━━ Listed records ━━
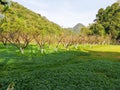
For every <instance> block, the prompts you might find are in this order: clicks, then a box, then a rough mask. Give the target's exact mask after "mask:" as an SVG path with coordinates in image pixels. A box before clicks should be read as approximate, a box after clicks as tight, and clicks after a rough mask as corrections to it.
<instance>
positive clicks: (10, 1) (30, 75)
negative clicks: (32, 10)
mask: <svg viewBox="0 0 120 90" xmlns="http://www.w3.org/2000/svg"><path fill="white" fill-rule="evenodd" d="M53 1H54V0H53ZM118 1H120V0H118ZM50 2H52V0H51V1H50ZM56 2H57V1H56ZM119 44H120V5H119V3H114V4H112V5H111V6H108V7H107V8H104V9H103V8H101V9H99V10H98V13H97V15H96V18H95V20H94V22H93V23H91V24H90V25H89V26H84V25H82V24H81V23H79V24H77V25H76V26H74V27H73V28H62V27H60V26H59V25H57V24H56V23H54V22H51V21H49V20H48V19H47V18H46V17H44V16H41V15H40V14H38V13H35V12H33V11H31V10H29V9H27V8H25V7H24V6H22V5H20V4H18V3H16V2H12V1H10V0H0V90H120V45H119Z"/></svg>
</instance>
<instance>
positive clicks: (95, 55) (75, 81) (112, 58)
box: [0, 45, 120, 90]
mask: <svg viewBox="0 0 120 90" xmlns="http://www.w3.org/2000/svg"><path fill="white" fill-rule="evenodd" d="M108 47H109V48H108V49H110V48H111V47H110V46H108ZM114 47H117V48H119V46H114ZM7 48H8V49H6V48H3V46H2V45H1V46H0V57H1V59H0V84H1V85H2V87H1V88H0V89H1V90H6V88H7V87H8V85H9V84H10V83H11V82H14V83H13V84H12V83H11V84H10V85H13V86H14V89H15V90H39V89H41V90H57V89H58V90H84V89H85V90H90V89H91V90H92V89H93V90H110V89H112V90H119V88H120V77H119V76H120V63H119V54H120V53H119V52H118V53H117V51H116V53H115V52H108V51H106V52H105V51H104V52H102V51H89V52H86V51H69V52H68V51H63V50H62V51H60V52H57V53H48V54H46V55H41V54H38V53H37V52H36V53H33V52H31V51H30V48H33V50H35V49H36V47H35V46H31V47H29V48H28V53H26V54H25V55H21V54H20V53H19V52H18V51H16V50H15V49H14V48H12V47H11V46H8V47H7ZM80 48H81V49H83V48H84V46H82V45H81V46H80ZM105 48H106V46H104V47H103V48H101V46H94V47H93V48H90V47H89V46H87V49H94V50H97V49H100V50H105ZM113 49H115V48H113ZM13 50H14V51H16V52H12V51H13ZM116 50H117V49H116ZM109 56H112V57H109ZM116 57H118V58H116Z"/></svg>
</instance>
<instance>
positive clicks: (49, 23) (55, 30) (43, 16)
mask: <svg viewBox="0 0 120 90" xmlns="http://www.w3.org/2000/svg"><path fill="white" fill-rule="evenodd" d="M5 15H6V22H5V23H4V24H3V25H2V28H3V29H5V30H6V29H7V30H16V29H21V30H23V29H24V30H29V31H34V30H41V31H42V30H43V31H44V33H45V34H47V33H54V34H57V33H59V32H61V30H62V28H61V27H60V26H59V25H57V24H55V23H53V22H51V21H49V20H48V19H47V18H46V17H44V16H41V15H40V14H37V13H35V12H33V11H31V10H29V9H27V8H25V7H24V6H22V5H20V4H18V3H16V2H12V4H11V7H10V9H9V10H8V11H7V12H6V14H5Z"/></svg>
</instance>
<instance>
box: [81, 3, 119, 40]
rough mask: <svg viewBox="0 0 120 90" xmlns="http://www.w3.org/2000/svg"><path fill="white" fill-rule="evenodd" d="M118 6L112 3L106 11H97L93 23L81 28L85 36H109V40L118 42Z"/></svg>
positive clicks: (116, 3)
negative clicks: (84, 27)
mask: <svg viewBox="0 0 120 90" xmlns="http://www.w3.org/2000/svg"><path fill="white" fill-rule="evenodd" d="M119 22H120V5H119V3H114V4H112V5H111V6H108V7H107V8H106V9H103V8H101V9H99V11H98V14H97V15H96V19H95V20H94V23H93V24H91V25H90V26H89V27H88V28H83V30H82V31H83V32H84V33H87V35H98V36H104V37H106V36H109V37H110V38H111V40H115V41H116V40H119V41H120V23H119Z"/></svg>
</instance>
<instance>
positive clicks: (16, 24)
mask: <svg viewBox="0 0 120 90" xmlns="http://www.w3.org/2000/svg"><path fill="white" fill-rule="evenodd" d="M0 6H1V7H3V6H6V5H0ZM5 9H6V8H4V9H3V11H4V10H5ZM7 9H8V10H6V11H5V13H4V15H5V17H4V18H3V19H2V22H3V23H1V25H0V28H1V29H0V41H1V42H2V43H3V44H4V45H5V46H6V45H8V44H11V45H13V46H15V47H16V48H18V49H19V50H20V52H21V53H22V54H24V50H25V48H27V47H28V45H29V44H37V46H38V47H39V48H40V51H41V53H43V52H44V48H45V47H46V45H54V46H55V48H56V50H57V49H58V48H59V46H61V45H62V46H64V47H65V48H66V49H67V50H68V49H69V47H71V46H73V47H75V48H76V49H77V47H78V45H80V44H112V43H113V42H114V44H116V40H119V36H120V27H119V26H120V25H119V23H118V22H119V21H120V18H119V9H120V6H119V4H118V3H114V4H113V5H112V6H109V7H107V8H106V9H105V10H104V9H100V10H99V11H98V14H97V15H96V19H95V23H93V24H91V25H90V26H89V27H84V25H82V24H77V25H76V26H75V27H74V28H73V29H72V30H74V31H75V32H76V33H73V32H71V31H69V30H65V29H63V28H61V27H60V26H59V25H57V24H55V23H53V22H51V21H49V20H48V19H47V18H45V17H44V16H41V15H40V14H37V13H34V12H32V11H30V10H29V9H26V8H25V7H23V6H22V5H19V4H18V3H15V2H12V4H11V7H10V8H7ZM79 32H80V33H79Z"/></svg>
━━━
Task = Output an exact copy of the material, with the pictures removed.

Reply to the task =
For every <instance> block, the prompts you might find are in this order: clicks, then a box, then a rough mask. Give the target's exact mask after "mask:" as an SVG path with coordinates in image pixels. A box before clicks should be read as approximate, a box after clicks as tight, and clicks after a rough mask as corrections to it.
<instance>
positive clicks: (10, 1) (30, 75)
negative clicks: (32, 10)
mask: <svg viewBox="0 0 120 90" xmlns="http://www.w3.org/2000/svg"><path fill="white" fill-rule="evenodd" d="M53 1H54V0H53ZM118 1H120V0H118ZM50 2H52V0H51V1H50ZM56 2H57V1H56ZM119 44H120V5H119V3H114V4H112V5H111V6H108V7H107V8H104V9H103V8H101V9H99V10H98V13H97V15H96V18H95V20H94V22H93V23H91V24H90V25H89V26H84V25H82V24H81V23H79V24H77V25H76V26H74V27H73V28H62V27H60V26H59V25H57V24H56V23H54V22H51V21H49V20H48V19H47V18H46V17H44V16H41V15H40V14H38V13H35V12H33V11H31V10H29V9H27V8H25V7H24V6H22V5H20V4H18V3H16V2H12V1H10V0H0V90H120V45H119Z"/></svg>
</instance>
<instance>
positive clicks: (95, 55) (75, 81) (112, 58)
box: [0, 45, 120, 90]
mask: <svg viewBox="0 0 120 90" xmlns="http://www.w3.org/2000/svg"><path fill="white" fill-rule="evenodd" d="M108 47H109V48H108V49H110V48H111V47H110V46H108ZM114 47H117V48H119V46H114ZM7 48H8V49H6V48H3V46H2V45H1V46H0V57H1V59H0V84H1V85H2V87H1V88H0V89H1V90H6V88H7V87H8V85H9V84H10V83H11V82H14V83H13V84H12V83H11V84H10V85H13V86H14V89H15V90H39V89H41V90H57V89H58V90H84V89H85V90H90V89H91V90H92V89H93V90H110V89H112V90H119V88H120V77H119V76H120V63H119V54H120V53H119V52H118V53H117V51H116V53H115V52H108V51H106V52H105V51H104V52H102V51H89V52H86V51H69V52H68V51H63V50H62V51H60V52H57V53H48V54H46V55H41V54H38V53H37V52H36V53H33V52H31V51H30V48H33V50H35V49H36V47H35V46H31V47H29V48H28V53H26V54H25V55H21V54H20V53H19V52H18V51H16V50H15V49H14V48H12V47H11V46H8V47H7ZM80 48H81V49H83V48H84V46H82V45H81V46H80ZM105 48H106V46H104V47H103V48H101V46H94V47H93V48H90V47H89V46H87V49H94V50H97V49H100V50H105ZM113 49H115V48H113ZM13 50H14V51H16V52H12V51H13ZM116 50H117V49H116ZM109 56H112V57H109ZM116 57H118V58H116Z"/></svg>
</instance>
<instance>
positive clicks: (49, 23) (55, 30) (43, 16)
mask: <svg viewBox="0 0 120 90" xmlns="http://www.w3.org/2000/svg"><path fill="white" fill-rule="evenodd" d="M5 15H6V22H5V23H4V24H3V25H2V28H3V29H5V30H6V29H7V30H16V29H21V30H23V29H24V30H29V31H34V30H41V31H42V30H43V31H44V33H45V34H47V33H54V34H57V33H59V32H61V30H62V28H61V27H60V26H59V25H57V24H55V23H53V22H51V21H49V20H48V19H47V18H46V17H44V16H41V15H40V14H37V13H35V12H33V11H31V10H29V9H27V8H25V7H24V6H22V5H20V4H18V3H16V2H12V4H11V7H10V9H9V10H8V11H7V12H6V14H5Z"/></svg>
</instance>
<instance>
box: [81, 3, 119, 40]
rough mask: <svg viewBox="0 0 120 90" xmlns="http://www.w3.org/2000/svg"><path fill="white" fill-rule="evenodd" d="M118 6L112 3L106 11H97L93 23L81 28L85 36H109V40L118 42Z"/></svg>
positive clicks: (116, 3)
negative clicks: (84, 27)
mask: <svg viewBox="0 0 120 90" xmlns="http://www.w3.org/2000/svg"><path fill="white" fill-rule="evenodd" d="M119 22H120V5H119V3H114V4H112V5H111V6H108V7H107V8H106V9H103V8H101V9H99V11H98V14H97V15H96V19H95V20H94V23H93V24H91V25H90V26H89V27H88V28H83V30H82V31H83V32H84V33H87V35H98V36H104V37H106V36H109V37H110V38H111V40H115V41H116V40H119V41H120V23H119Z"/></svg>
</instance>
<instance>
positive clicks: (16, 24)
mask: <svg viewBox="0 0 120 90" xmlns="http://www.w3.org/2000/svg"><path fill="white" fill-rule="evenodd" d="M0 6H1V7H3V6H6V5H0ZM5 9H6V8H4V9H3V11H4V10H5ZM7 9H8V10H6V11H5V13H4V15H5V17H4V18H3V19H2V22H3V23H1V25H0V28H1V29H0V41H1V42H2V43H3V44H4V45H5V46H6V45H8V44H11V45H13V46H15V47H16V48H18V49H19V50H20V52H21V53H22V54H24V50H25V48H27V47H28V45H29V44H37V46H38V47H39V48H40V51H41V53H43V52H44V48H45V47H46V45H54V46H55V48H56V50H57V49H58V48H59V46H61V45H62V46H64V47H65V48H66V49H67V50H68V49H69V47H71V46H73V47H75V48H76V49H77V47H78V45H80V44H112V43H113V42H114V44H116V40H119V36H120V27H119V26H120V25H119V23H118V22H119V21H120V18H119V9H120V6H119V4H118V3H114V4H113V5H112V6H109V7H107V8H106V9H105V10H104V9H100V10H99V11H98V14H97V15H96V19H95V23H93V24H91V25H90V26H89V27H84V25H82V24H77V25H76V26H75V27H74V28H73V29H72V30H74V31H75V32H76V33H73V32H71V31H69V30H65V29H63V28H61V27H60V26H59V25H57V24H55V23H53V22H51V21H49V20H48V19H47V18H45V17H44V16H41V15H40V14H37V13H34V12H32V11H30V10H29V9H26V8H25V7H23V6H22V5H19V4H18V3H15V2H12V4H11V7H10V8H7ZM79 32H80V33H79Z"/></svg>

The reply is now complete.